* **SELECTED TEXT**
7. Have you tried your hand at fiction?

I love a well-told tale that explores human behavior--whether it's fiction or memoir--and I love the joy that comes from writing them. I've explored the beginnings of fiction and memoir in a group called Temescal Writers, I've drafted a bunch of story starts in a private freewriting group I call the Berkeley Women, and I've had a few short pieces published. I have several drafts of a YA manuscript, currently called Talent, but after being in a Young Adult novel class this fall I realized I no longer enjoy the genre. Though I was strongly encouraged to keep going, I am grateful that I have moved on.

8. What's next for you?

Once I get caught up with promotion, the next issue of Writer Advice, and the Writer Advice Flash Prose Contest, I want to write more fiction and memoir. I got a few story ideas while directing WOMEN SPEAK OUT and this week I got one from being in a pool of jurors. Now I need time to write more than promotion for You Want Me to Do What? and once I have something drafted, I'll need to find writing partners to give me feedback.

9. Any advice for aspiring or beginning writers?

No one else can tell your story. Don't let your slice of human history get lost. If every freewrite is on the same subject, there is more to explore. Keep digging for the gold. And, in case you haven't heard it, write every day if possible and read in the genres you want to write.

10.Anything you would like to add?

1) Visit Writer Advice, www.writeradvice.com, to read author interviews, reviews, the latest contest and market info, and the pages about journaling for caregivers. Click on "Guidelines" if you want to submit your writing to us.
2) If you read this before April 15, 2009, consider entering Writer Advice's Flash Prose Contest. Guidelines are on the home page of Writer Advice.

* **DATA LISTING**
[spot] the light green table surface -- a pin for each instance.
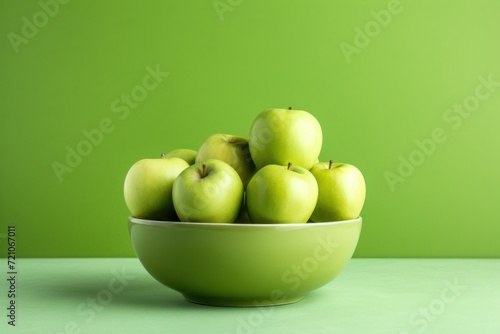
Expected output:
(370, 296)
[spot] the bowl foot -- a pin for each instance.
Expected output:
(230, 302)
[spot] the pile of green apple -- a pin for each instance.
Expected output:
(273, 177)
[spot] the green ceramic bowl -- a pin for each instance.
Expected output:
(244, 264)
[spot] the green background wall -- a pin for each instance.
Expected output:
(376, 93)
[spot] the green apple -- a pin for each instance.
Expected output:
(148, 187)
(341, 191)
(243, 217)
(278, 136)
(209, 191)
(230, 149)
(186, 154)
(281, 194)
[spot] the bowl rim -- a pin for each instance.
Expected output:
(141, 221)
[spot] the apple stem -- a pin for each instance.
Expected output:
(204, 170)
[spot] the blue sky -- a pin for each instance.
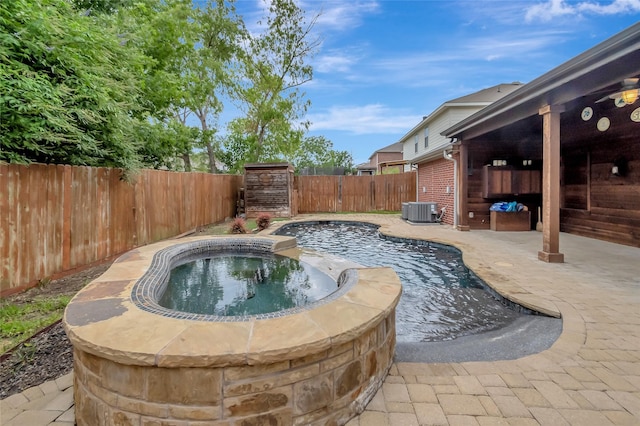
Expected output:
(384, 64)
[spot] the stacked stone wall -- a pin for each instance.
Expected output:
(324, 388)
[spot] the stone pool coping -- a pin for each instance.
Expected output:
(501, 286)
(103, 320)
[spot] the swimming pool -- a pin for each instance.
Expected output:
(441, 299)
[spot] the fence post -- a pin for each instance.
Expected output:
(66, 218)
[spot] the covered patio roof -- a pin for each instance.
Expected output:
(594, 73)
(533, 112)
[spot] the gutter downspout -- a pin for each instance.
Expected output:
(448, 155)
(417, 180)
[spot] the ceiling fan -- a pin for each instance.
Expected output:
(628, 92)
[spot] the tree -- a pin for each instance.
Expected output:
(207, 71)
(273, 67)
(317, 152)
(68, 87)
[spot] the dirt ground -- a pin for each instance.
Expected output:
(48, 354)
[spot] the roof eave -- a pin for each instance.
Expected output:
(540, 92)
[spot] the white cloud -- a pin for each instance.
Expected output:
(340, 15)
(361, 120)
(557, 8)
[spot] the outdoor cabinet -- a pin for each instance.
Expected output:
(511, 221)
(501, 181)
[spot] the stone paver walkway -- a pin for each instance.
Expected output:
(590, 376)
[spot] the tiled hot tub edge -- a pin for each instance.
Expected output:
(341, 352)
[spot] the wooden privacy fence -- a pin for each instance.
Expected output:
(56, 218)
(319, 194)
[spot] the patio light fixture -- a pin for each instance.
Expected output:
(628, 92)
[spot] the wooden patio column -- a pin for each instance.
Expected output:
(463, 185)
(551, 184)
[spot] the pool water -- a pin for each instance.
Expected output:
(441, 298)
(244, 284)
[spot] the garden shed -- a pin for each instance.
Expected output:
(269, 189)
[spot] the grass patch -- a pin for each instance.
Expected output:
(19, 321)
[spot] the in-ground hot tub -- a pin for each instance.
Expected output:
(137, 362)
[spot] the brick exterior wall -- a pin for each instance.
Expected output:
(433, 179)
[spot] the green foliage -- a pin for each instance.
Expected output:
(20, 321)
(68, 92)
(273, 67)
(120, 83)
(317, 151)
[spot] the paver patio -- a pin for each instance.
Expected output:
(590, 376)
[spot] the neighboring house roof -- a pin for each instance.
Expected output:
(394, 147)
(365, 166)
(448, 113)
(600, 68)
(371, 165)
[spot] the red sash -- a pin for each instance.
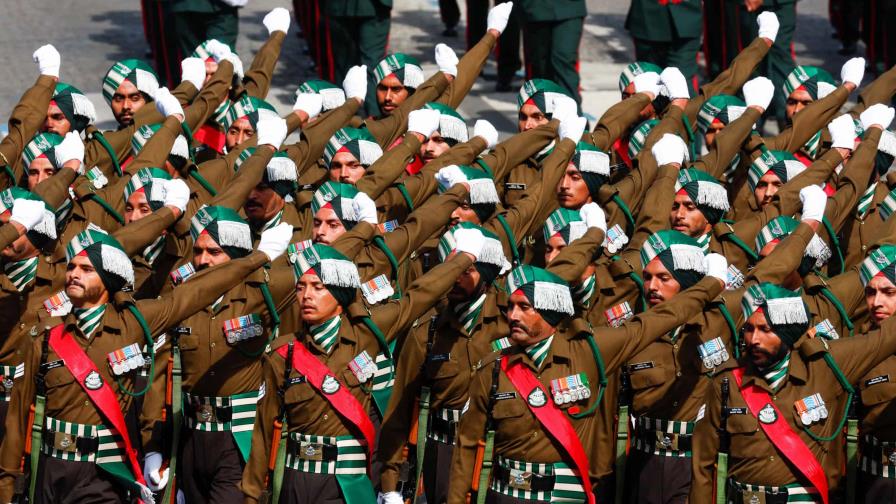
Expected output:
(551, 418)
(80, 366)
(341, 399)
(779, 432)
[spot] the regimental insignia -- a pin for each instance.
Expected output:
(537, 398)
(330, 385)
(768, 414)
(93, 380)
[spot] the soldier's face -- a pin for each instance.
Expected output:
(346, 168)
(126, 101)
(136, 207)
(83, 284)
(56, 121)
(880, 294)
(327, 227)
(41, 169)
(207, 253)
(766, 188)
(527, 326)
(687, 218)
(572, 191)
(390, 93)
(238, 132)
(764, 347)
(530, 117)
(315, 301)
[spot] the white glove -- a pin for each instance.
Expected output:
(470, 241)
(814, 201)
(48, 60)
(355, 83)
(843, 132)
(877, 114)
(675, 83)
(716, 266)
(647, 82)
(192, 70)
(446, 59)
(768, 25)
(594, 216)
(853, 71)
(271, 131)
(28, 213)
(498, 16)
(274, 241)
(309, 103)
(365, 208)
(276, 20)
(423, 121)
(152, 462)
(168, 104)
(669, 149)
(484, 129)
(177, 194)
(759, 91)
(71, 147)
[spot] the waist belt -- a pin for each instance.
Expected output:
(878, 457)
(325, 454)
(739, 493)
(668, 438)
(555, 482)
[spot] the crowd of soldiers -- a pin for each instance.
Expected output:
(664, 307)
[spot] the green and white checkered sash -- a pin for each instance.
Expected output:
(647, 438)
(9, 374)
(88, 319)
(583, 292)
(21, 273)
(468, 313)
(795, 492)
(567, 486)
(325, 334)
(538, 352)
(777, 373)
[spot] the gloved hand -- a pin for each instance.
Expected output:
(274, 241)
(423, 121)
(675, 83)
(152, 462)
(484, 129)
(177, 194)
(48, 60)
(879, 114)
(758, 92)
(276, 20)
(814, 201)
(768, 25)
(446, 59)
(843, 132)
(355, 83)
(271, 131)
(669, 149)
(168, 104)
(192, 70)
(716, 266)
(853, 71)
(498, 16)
(365, 208)
(309, 103)
(28, 213)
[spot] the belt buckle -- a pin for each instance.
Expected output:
(311, 451)
(520, 480)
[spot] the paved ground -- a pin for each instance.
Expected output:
(90, 34)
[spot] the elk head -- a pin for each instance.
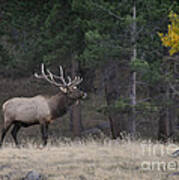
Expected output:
(69, 88)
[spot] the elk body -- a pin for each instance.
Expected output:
(24, 112)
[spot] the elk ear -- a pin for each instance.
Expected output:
(63, 89)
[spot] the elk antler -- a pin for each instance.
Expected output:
(50, 77)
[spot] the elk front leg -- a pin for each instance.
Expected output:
(44, 131)
(14, 132)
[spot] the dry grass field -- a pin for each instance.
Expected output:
(91, 160)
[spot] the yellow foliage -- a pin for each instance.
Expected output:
(172, 38)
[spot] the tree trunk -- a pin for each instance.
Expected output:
(114, 118)
(166, 117)
(113, 84)
(75, 114)
(132, 78)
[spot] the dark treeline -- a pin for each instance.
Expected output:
(113, 44)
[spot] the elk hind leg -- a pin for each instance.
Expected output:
(44, 131)
(7, 125)
(14, 132)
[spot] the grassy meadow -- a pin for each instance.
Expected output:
(91, 160)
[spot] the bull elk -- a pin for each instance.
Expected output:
(42, 110)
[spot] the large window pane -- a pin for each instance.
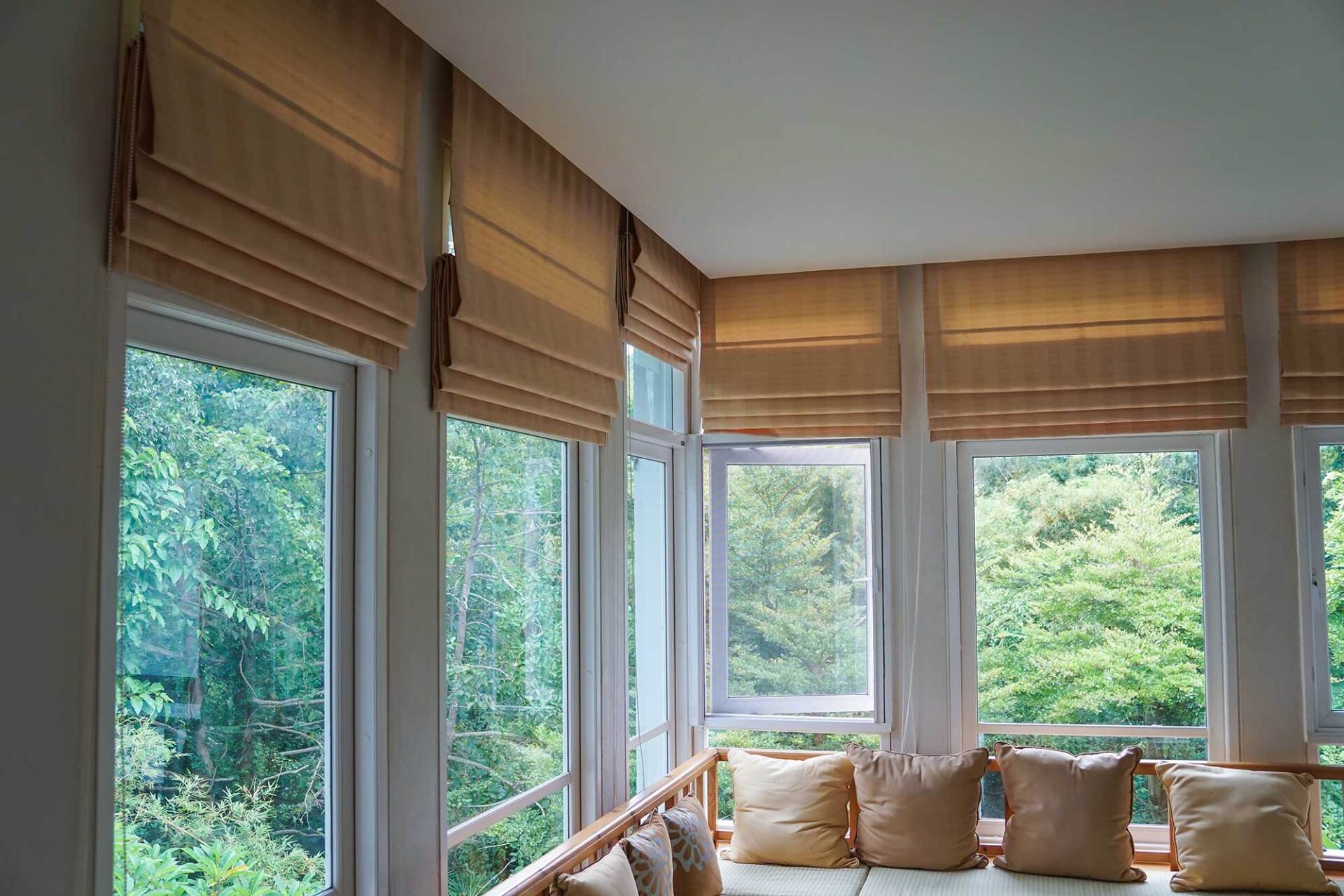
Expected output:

* **WHAT THE EXERCISE ASKS**
Could you write out the passage of the interview above word for word, starting at "I love a well-told" and stopping after "next for you?"?

* **WRITTEN SOLUTION**
I love a well-told tale that explores human behavior--whether it's fiction or memoir--and I love the joy that comes from writing them. I've explored the beginnings of fiction and memoir in a group called Temescal Writers, I've drafted a bunch of story starts in a private freewriting group I call the Berkeley Women, and I've had a few short pieces published. I have several drafts of a YA manuscript, currently called Talent, but after being in a Young Adult novel class this fall I realized I no longer enjoy the genre. Though I was strongly encouraged to keep going, I am grateful that I have moved on.

8. What's next for you?